WHAT TO PRODUCE
Express every one of the records below as a Markdown table with two columns: Row for the row number and Line for the text of each line, with blank lines skipped. Keep the pictures out of the answer.

:: RAW RECORDS

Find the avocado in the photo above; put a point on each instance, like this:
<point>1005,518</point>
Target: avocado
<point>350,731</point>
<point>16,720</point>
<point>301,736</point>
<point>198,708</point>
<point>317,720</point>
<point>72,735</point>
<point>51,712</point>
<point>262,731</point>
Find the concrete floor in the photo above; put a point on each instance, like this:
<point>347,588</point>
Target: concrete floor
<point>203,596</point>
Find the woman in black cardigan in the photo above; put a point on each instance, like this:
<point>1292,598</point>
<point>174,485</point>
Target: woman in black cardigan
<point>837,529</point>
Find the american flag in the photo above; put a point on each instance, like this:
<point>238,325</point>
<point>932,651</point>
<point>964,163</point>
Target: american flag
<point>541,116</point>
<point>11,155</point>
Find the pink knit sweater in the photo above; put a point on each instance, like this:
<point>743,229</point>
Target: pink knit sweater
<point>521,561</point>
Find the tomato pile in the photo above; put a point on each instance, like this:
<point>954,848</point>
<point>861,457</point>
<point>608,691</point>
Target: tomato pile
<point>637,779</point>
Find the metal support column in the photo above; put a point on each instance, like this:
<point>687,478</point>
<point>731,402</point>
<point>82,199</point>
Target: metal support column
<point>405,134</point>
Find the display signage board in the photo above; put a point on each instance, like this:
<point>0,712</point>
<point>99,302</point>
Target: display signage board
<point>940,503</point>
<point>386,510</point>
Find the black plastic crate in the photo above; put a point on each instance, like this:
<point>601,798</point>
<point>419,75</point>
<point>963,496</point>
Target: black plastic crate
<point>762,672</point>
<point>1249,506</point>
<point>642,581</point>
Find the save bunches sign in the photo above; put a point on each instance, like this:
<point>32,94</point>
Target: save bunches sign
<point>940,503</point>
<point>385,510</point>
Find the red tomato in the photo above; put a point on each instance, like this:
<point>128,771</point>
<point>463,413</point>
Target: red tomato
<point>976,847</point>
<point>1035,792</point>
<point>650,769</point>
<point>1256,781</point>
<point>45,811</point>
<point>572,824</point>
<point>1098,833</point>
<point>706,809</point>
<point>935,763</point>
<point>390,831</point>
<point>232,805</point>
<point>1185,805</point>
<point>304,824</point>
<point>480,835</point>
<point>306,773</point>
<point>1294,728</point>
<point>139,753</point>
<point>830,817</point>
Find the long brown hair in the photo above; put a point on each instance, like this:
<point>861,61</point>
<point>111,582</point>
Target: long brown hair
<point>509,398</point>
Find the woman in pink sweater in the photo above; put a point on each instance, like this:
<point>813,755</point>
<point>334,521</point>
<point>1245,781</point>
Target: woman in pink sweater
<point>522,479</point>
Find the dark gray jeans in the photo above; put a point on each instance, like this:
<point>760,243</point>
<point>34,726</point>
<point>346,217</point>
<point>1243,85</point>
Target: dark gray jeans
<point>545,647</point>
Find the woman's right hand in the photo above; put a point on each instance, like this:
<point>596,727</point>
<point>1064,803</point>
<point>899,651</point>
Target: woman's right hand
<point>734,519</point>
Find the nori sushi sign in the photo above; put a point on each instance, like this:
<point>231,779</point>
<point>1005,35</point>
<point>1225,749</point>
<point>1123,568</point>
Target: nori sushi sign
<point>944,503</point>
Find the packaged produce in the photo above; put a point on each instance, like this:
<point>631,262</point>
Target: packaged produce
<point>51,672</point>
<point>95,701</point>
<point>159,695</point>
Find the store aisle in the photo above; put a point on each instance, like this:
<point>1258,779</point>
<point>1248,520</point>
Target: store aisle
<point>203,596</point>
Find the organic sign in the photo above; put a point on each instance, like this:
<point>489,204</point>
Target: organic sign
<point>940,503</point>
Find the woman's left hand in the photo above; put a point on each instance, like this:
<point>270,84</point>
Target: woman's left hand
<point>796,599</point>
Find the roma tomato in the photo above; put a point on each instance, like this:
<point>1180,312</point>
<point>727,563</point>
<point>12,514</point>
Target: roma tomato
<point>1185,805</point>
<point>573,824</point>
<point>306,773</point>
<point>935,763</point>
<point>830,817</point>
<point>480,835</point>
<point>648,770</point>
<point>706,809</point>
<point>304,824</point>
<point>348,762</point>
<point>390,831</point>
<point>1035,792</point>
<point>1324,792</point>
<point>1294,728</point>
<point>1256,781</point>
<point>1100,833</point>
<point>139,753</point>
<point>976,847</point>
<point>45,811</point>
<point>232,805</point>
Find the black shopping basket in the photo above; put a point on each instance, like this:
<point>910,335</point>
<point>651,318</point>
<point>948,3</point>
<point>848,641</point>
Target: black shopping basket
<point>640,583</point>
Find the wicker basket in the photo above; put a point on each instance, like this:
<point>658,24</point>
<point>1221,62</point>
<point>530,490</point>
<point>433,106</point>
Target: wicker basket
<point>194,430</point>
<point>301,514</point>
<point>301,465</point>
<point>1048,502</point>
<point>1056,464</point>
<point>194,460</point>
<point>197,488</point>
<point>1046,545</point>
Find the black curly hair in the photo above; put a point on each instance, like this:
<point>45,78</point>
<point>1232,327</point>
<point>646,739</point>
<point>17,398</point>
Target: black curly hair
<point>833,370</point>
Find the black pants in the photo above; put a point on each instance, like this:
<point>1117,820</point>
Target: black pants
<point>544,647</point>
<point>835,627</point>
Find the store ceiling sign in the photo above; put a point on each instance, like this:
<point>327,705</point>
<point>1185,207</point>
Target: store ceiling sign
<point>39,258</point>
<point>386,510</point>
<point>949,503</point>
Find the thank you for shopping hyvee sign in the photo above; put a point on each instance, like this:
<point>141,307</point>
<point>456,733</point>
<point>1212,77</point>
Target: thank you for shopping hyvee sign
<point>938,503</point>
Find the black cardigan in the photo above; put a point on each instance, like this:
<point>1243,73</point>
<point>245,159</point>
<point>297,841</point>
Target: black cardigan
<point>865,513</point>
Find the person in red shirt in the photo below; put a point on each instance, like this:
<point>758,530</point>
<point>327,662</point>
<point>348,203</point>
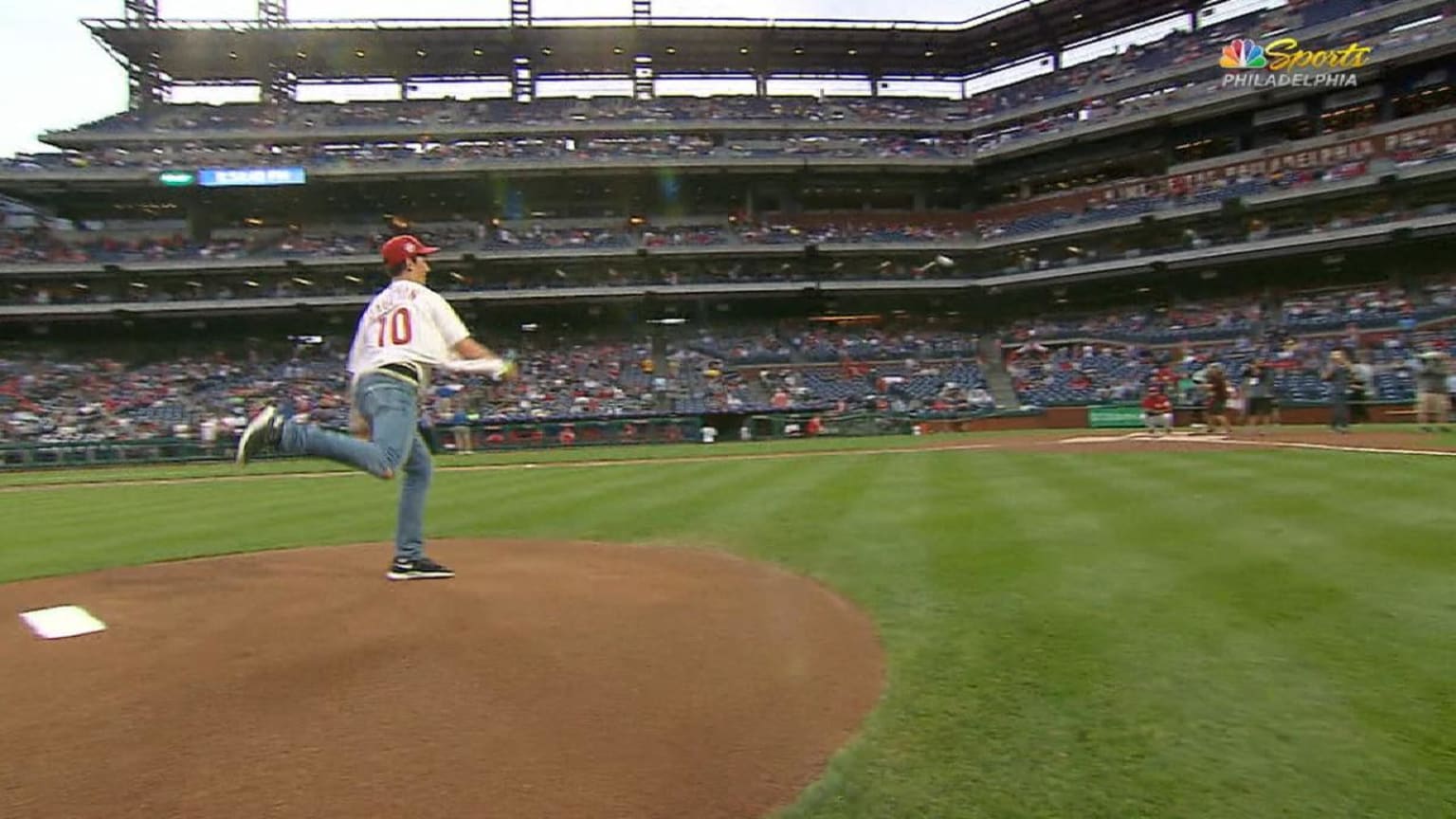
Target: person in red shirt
<point>1157,411</point>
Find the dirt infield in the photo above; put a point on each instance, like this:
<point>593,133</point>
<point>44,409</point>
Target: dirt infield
<point>548,680</point>
<point>1357,441</point>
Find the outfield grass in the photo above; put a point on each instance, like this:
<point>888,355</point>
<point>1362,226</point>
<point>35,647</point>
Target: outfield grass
<point>1208,634</point>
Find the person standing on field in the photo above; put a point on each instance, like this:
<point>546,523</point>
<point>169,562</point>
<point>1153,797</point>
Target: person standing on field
<point>1337,373</point>
<point>407,330</point>
<point>1219,401</point>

::::

EXERCISE RESULT
| Row | Line |
|---|---|
| 1 | Find the avocado in the photo above; put a point on each instance, like this: |
| 2 | <point>1005,518</point> |
| 3 | Target: avocado |
| 4 | <point>350,731</point> |
| 5 | <point>16,720</point> |
| 6 | <point>301,736</point> |
| 7 | <point>198,708</point> |
| 8 | <point>317,720</point> |
| 9 | <point>72,735</point> |
| 10 | <point>51,712</point> |
| 11 | <point>262,731</point> |
| 12 | Find the concrete floor in the photo above; put a point on each instance, like this: |
| 13 | <point>347,588</point> |
| 14 | Target: concrete floor |
| 15 | <point>203,596</point> |
| 16 | Find the woman in black cardigan in the photo above; put a point on each instance, like this: |
| 17 | <point>1292,598</point> |
| 18 | <point>174,485</point> |
| 19 | Target: woman in black cardigan |
| 20 | <point>837,529</point> |
| 21 | Find the american flag in the photo above; put a point on each instance, like this: |
| 22 | <point>238,325</point> |
| 23 | <point>932,651</point> |
| 24 | <point>964,163</point> |
| 25 | Target: american flag |
| 26 | <point>541,116</point> |
| 27 | <point>11,155</point> |
| 28 | Find the pink knit sweater in the photo above; put a point on each instance, like this: |
| 29 | <point>743,229</point> |
| 30 | Target: pink knit sweater |
| 31 | <point>521,561</point> |
| 32 | Find the tomato pile in the photo above; put a point on each instance, like this: |
| 33 | <point>954,848</point> |
| 34 | <point>861,457</point> |
| 35 | <point>608,691</point> |
| 36 | Target: tomato pile |
| 37 | <point>637,779</point> |
| 38 | Find the metal support column in the photo above; put a point on each instance, like this: |
| 39 | <point>687,478</point> |
| 40 | <point>731,402</point> |
| 41 | <point>82,199</point> |
| 42 | Target: metal support column |
| 43 | <point>405,134</point> |
| 44 | Find the display signage board in the photo above; put a point on each instance, like this: |
| 45 | <point>0,712</point> |
| 46 | <point>99,302</point> |
| 47 | Target: display signage board |
| 48 | <point>940,503</point> |
| 49 | <point>386,510</point> |
| 50 | Find the black plastic crate in the photo above; put a point on each instance, like this: |
| 51 | <point>601,798</point> |
| 52 | <point>419,75</point> |
| 53 | <point>963,496</point> |
| 54 | Target: black plastic crate |
| 55 | <point>762,672</point> |
| 56 | <point>1249,506</point> |
| 57 | <point>642,581</point> |
| 58 | Find the save bunches sign in the photo above; put a point on each instance, like this: |
| 59 | <point>32,94</point> |
| 60 | Target: save bunches sign |
| 61 | <point>940,503</point> |
| 62 | <point>385,510</point> |
| 63 | Find the red tomato in the photo above; put a point on each instance, like this: |
| 64 | <point>128,771</point> |
| 65 | <point>463,413</point> |
| 66 | Target: red tomato |
| 67 | <point>976,847</point> |
| 68 | <point>1035,792</point> |
| 69 | <point>650,769</point> |
| 70 | <point>1256,781</point> |
| 71 | <point>45,811</point> |
| 72 | <point>572,824</point> |
| 73 | <point>1098,833</point> |
| 74 | <point>706,809</point> |
| 75 | <point>935,763</point> |
| 76 | <point>390,831</point> |
| 77 | <point>232,805</point> |
| 78 | <point>1185,805</point> |
| 79 | <point>304,824</point> |
| 80 | <point>480,835</point> |
| 81 | <point>306,773</point> |
| 82 | <point>1294,728</point> |
| 83 | <point>139,753</point> |
| 84 | <point>830,817</point> |
| 85 | Find the long brown hair in the photo above; put a point on each instance, like this: |
| 86 | <point>861,61</point> |
| 87 | <point>111,582</point> |
| 88 | Target: long brown hair |
| 89 | <point>509,398</point> |
| 90 | Find the woman in pink sweater in the photo above; put a point on each instance, like this: |
| 91 | <point>813,755</point> |
| 92 | <point>334,521</point> |
| 93 | <point>1245,781</point> |
| 94 | Target: woman in pink sweater |
| 95 | <point>522,479</point> |
| 96 | Find the dark gray jeans in the photo above; put a point on each instance, like this: |
| 97 | <point>760,243</point> |
| 98 | <point>34,726</point> |
| 99 | <point>346,217</point> |
| 100 | <point>1243,85</point> |
| 101 | Target: dark gray jeans |
| 102 | <point>545,647</point> |
| 103 | Find the woman's right hand in the photo above; put a point on each instance, like this: |
| 104 | <point>596,727</point> |
| 105 | <point>1064,803</point> |
| 106 | <point>899,651</point> |
| 107 | Target: woman's right hand |
| 108 | <point>734,519</point> |
| 109 | Find the nori sushi sign in the photo above; put a point on each instance, like this: |
| 110 | <point>231,779</point> |
| 111 | <point>1005,35</point> |
| 112 | <point>1225,749</point> |
| 113 | <point>1123,568</point> |
| 114 | Target: nori sushi sign |
| 115 | <point>944,503</point> |
| 116 | Find the packaged produce in the photo above; put a point on each instance, like this: |
| 117 | <point>631,262</point> |
| 118 | Target: packaged produce |
| 119 | <point>51,672</point> |
| 120 | <point>95,701</point> |
| 121 | <point>159,695</point> |
| 122 | Find the store aisle in the photo above; put a point on each instance, like this: |
| 123 | <point>1258,779</point> |
| 124 | <point>1248,520</point> |
| 125 | Target: store aisle |
| 126 | <point>203,596</point> |
| 127 | Find the organic sign in the photo above; put a point on each instance, like this: |
| 128 | <point>489,204</point> |
| 129 | Target: organic sign |
| 130 | <point>940,503</point> |
| 131 | Find the woman's left hand in the photo above; put a point on each instance, like this: |
| 132 | <point>270,84</point> |
| 133 | Target: woman's left hand |
| 134 | <point>796,599</point> |
| 135 | Find the roma tomato in the photo above; put a point on each instance, like this: |
| 136 | <point>1180,312</point> |
| 137 | <point>727,563</point> |
| 138 | <point>12,514</point> |
| 139 | Target: roma tomato |
| 140 | <point>1185,805</point> |
| 141 | <point>573,824</point> |
| 142 | <point>306,773</point> |
| 143 | <point>935,763</point> |
| 144 | <point>830,817</point> |
| 145 | <point>480,835</point> |
| 146 | <point>648,770</point> |
| 147 | <point>706,809</point> |
| 148 | <point>304,824</point> |
| 149 | <point>348,762</point> |
| 150 | <point>390,831</point> |
| 151 | <point>1035,792</point> |
| 152 | <point>1324,792</point> |
| 153 | <point>1294,728</point> |
| 154 | <point>1256,781</point> |
| 155 | <point>1100,833</point> |
| 156 | <point>139,753</point> |
| 157 | <point>976,847</point> |
| 158 | <point>45,811</point> |
| 159 | <point>232,805</point> |
| 160 | Find the black shopping basket in the photo above; put a point on each instance, like this: |
| 161 | <point>910,335</point> |
| 162 | <point>651,318</point> |
| 163 | <point>948,3</point> |
| 164 | <point>848,641</point> |
| 165 | Target: black shopping basket |
| 166 | <point>640,583</point> |
| 167 | Find the wicker basket in the photo above; put a point on each instance, like this: |
| 168 | <point>658,24</point> |
| 169 | <point>1221,62</point> |
| 170 | <point>530,490</point> |
| 171 | <point>433,106</point> |
| 172 | Target: wicker basket |
| 173 | <point>194,430</point> |
| 174 | <point>301,514</point> |
| 175 | <point>301,465</point> |
| 176 | <point>1048,502</point> |
| 177 | <point>1056,464</point> |
| 178 | <point>194,460</point> |
| 179 | <point>197,488</point> |
| 180 | <point>1046,545</point> |
| 181 | Find the black curly hair in the photo above; put a point on each instance, like this: |
| 182 | <point>45,78</point> |
| 183 | <point>1232,327</point> |
| 184 | <point>646,739</point> |
| 185 | <point>17,398</point> |
| 186 | Target: black curly hair |
| 187 | <point>833,370</point> |
| 188 | Find the black pants in the photo above; put a point on each instance, like this: |
| 189 | <point>1117,820</point> |
| 190 | Target: black pants |
| 191 | <point>544,647</point> |
| 192 | <point>835,627</point> |
| 193 | Find the store ceiling sign in the photo above; put a point on each instance, like this: |
| 194 | <point>327,705</point> |
| 195 | <point>1185,207</point> |
| 196 | Target: store ceiling sign |
| 197 | <point>39,258</point> |
| 198 | <point>386,510</point> |
| 199 | <point>949,503</point> |
| 200 | Find the thank you for shopping hyvee sign in the photo above; put a point on each instance, like this: |
| 201 | <point>141,307</point> |
| 202 | <point>456,733</point> |
| 203 | <point>1212,77</point> |
| 204 | Target: thank you for shopping hyvee sign |
| 205 | <point>938,503</point> |
| 206 | Find the black cardigan in the photo above; put a point on each instance, like this: |
| 207 | <point>1243,73</point> |
| 208 | <point>245,159</point> |
| 209 | <point>297,841</point> |
| 210 | Target: black cardigan |
| 211 | <point>865,513</point> |
| 212 | Find the person in red shirt in the photo below; put a point on each instance, like this: |
| 213 | <point>758,530</point> |
| 214 | <point>327,662</point> |
| 215 | <point>348,203</point> |
| 216 | Target: person in red shirt |
| 217 | <point>1157,411</point> |
| 218 | Find the dirt infield in the photo above; put a point on each instance, like this: |
| 219 | <point>593,133</point> |
| 220 | <point>44,409</point> |
| 221 | Target: dirt infield |
| 222 | <point>548,680</point> |
| 223 | <point>1357,441</point> |
| 224 | Find the outfield grass in the photo above; put a point on each instance, like this: |
| 225 | <point>888,355</point> |
| 226 | <point>1362,226</point> |
| 227 | <point>35,647</point> |
| 228 | Target: outfield grass |
| 229 | <point>1208,634</point> |
| 230 | Find the person standing on field in the photo above; put a point on each instance, like this: |
| 231 | <point>546,523</point> |
| 232 | <point>169,562</point> |
| 233 | <point>1153,797</point> |
| 234 | Target: person standing on field |
| 235 | <point>1337,373</point> |
| 236 | <point>407,330</point> |
| 237 | <point>1219,401</point> |